David Stout, Self, El Paso County, Precinct 2

  • Grant authority to TX counties to give RD control to the communities. Municipalities have this authority and Austin has Independent Citizens Redistricting Commission (empowered to divide city into 10 geographical council districts for election of council members)
  • Prefer to have voters choose elected officials
  • Doing something more binding like the bipartisan backed model in Austin might go beyond counties authority as a political subdivision
  • Best way to ensure communities of interest can be logically and effectively drawn is through citizen led process
  • Enable counties to give power back to communities as municipalities have been able to do
  • Voter turnout has increased in Austin since Citizens RD Commission has begun its work
  • Citizens are best fit to take on RD house and senate districts
  • States like Utah have put power to draw districts into hands of independent RD  commissions run by citizens
  • TX should consider similar approach
  • Screen appointed individuals for partisan participation to ensure process is not tainted
  • Appointments made by elected officials for RD commission positions need to be subject to RD ethics reforms that prohibit individuals who are large campaign donors from being on RD commissions efforts
  • Goal is independent process incorporating racial and geographic diversity to drive RD efforts
  • These reforms should be captured in a constitutional amendment to ensure reforms remain
  • King- You think counties don’t have statutory authority to use some other alternative form besides Commissioner drawing maps?

********************

▸ GIVEN EXERCISE 1: Reproduce the redistricting testimony notes above word for word, from the first line to the last.

▸ GIVEN RECORDS:
********************

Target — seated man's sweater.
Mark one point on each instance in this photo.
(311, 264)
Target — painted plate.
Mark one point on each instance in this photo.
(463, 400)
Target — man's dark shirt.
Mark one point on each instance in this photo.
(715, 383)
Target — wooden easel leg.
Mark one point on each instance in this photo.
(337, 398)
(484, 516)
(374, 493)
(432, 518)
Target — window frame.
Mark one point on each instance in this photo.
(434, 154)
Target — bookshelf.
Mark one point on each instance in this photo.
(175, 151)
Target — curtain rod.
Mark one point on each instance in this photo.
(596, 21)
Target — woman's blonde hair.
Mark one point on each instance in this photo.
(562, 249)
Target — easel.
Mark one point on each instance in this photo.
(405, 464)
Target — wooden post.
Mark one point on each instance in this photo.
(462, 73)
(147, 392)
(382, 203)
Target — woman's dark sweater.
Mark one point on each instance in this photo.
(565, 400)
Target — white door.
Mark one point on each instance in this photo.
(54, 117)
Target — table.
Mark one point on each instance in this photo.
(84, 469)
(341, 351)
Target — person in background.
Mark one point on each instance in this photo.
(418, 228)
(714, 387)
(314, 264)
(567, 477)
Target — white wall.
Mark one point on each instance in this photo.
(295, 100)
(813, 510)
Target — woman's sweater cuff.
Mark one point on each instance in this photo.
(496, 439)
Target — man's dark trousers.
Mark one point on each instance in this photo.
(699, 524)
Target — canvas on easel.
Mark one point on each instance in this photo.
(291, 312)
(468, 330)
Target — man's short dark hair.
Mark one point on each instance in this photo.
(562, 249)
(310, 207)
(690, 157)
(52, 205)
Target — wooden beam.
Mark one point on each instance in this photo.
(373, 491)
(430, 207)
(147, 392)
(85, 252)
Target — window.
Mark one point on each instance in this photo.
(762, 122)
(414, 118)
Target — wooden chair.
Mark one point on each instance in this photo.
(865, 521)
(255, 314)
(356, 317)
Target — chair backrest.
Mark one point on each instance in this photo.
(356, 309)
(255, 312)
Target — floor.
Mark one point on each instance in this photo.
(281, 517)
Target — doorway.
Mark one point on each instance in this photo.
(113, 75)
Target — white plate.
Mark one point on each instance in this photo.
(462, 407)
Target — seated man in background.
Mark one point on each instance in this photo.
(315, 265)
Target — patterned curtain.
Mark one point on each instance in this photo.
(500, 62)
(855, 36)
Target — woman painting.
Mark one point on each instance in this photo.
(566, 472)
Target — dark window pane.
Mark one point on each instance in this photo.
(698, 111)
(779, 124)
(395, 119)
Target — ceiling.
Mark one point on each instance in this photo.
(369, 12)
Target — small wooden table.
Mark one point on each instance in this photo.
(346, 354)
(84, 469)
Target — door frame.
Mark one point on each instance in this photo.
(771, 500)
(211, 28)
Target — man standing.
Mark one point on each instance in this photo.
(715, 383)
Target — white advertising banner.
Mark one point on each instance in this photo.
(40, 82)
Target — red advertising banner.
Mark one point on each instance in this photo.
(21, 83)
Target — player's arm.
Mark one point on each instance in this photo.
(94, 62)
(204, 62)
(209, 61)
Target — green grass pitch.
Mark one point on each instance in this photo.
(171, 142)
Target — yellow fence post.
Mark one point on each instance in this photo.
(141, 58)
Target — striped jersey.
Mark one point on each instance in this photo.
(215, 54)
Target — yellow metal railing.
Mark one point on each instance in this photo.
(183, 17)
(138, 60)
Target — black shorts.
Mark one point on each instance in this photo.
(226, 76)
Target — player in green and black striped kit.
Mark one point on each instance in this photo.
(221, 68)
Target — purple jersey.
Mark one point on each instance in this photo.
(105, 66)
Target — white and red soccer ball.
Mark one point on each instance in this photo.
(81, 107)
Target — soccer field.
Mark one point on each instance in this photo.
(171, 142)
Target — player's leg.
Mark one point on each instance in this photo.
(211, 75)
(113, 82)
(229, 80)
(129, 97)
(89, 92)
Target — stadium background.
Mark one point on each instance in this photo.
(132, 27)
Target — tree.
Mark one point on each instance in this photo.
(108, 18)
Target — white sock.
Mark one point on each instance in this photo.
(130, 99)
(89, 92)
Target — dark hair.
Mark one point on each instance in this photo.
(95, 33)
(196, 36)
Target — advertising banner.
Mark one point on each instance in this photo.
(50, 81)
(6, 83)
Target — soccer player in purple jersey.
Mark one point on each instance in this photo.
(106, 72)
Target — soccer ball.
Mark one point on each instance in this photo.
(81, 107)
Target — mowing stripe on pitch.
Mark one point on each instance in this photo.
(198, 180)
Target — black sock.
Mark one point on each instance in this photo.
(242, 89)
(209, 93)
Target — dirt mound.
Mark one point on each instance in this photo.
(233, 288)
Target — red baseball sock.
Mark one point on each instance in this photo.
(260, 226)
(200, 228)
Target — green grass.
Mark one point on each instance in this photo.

********************

▸ GIVEN EXERCISE 2: Return each line of the records above that contains the string "soccer".

▸ FULL OUTPUT 1:
David Stout, Self, El Paso County, Precinct 2

  • Grant authority to TX counties to give RD control to the communities. Municipalities have this authority and Austin has Independent Citizens Redistricting Commission (empowered to divide city into 10 geographical council districts for election of council members)
  • Prefer to have voters choose elected officials
  • Doing something more binding like the bipartisan backed model in Austin might go beyond counties authority as a political subdivision
  • Best way to ensure communities of interest can be logically and effectively drawn is through citizen led process
  • Enable counties to give power back to communities as municipalities have been able to do
  • Voter turnout has increased in Austin since Citizens RD Commission has begun its work
  • Citizens are best fit to take on RD house and senate districts
  • States like Utah have put power to draw districts into hands of independent RD  commissions run by citizens
  • TX should consider similar approach
  • Screen appointed individuals for partisan participation to ensure process is not tainted
  • Appointments made by elected officials for RD commission positions need to be subject to RD ethics reforms that prohibit individuals who are large campaign donors from being on RD commissions efforts
  • Goal is independent process incorporating racial and geographic diversity to drive RD efforts
  • These reforms should be captured in a constitutional amendment to ensure reforms remain
  • King- You think counties don’t have statutory authority to use some other alternative form besides Commissioner drawing maps?

▸ FULL OUTPUT 2:
Target — white and red soccer ball.
Target — soccer field.
Target — soccer player in purple jersey.
Target — soccer ball.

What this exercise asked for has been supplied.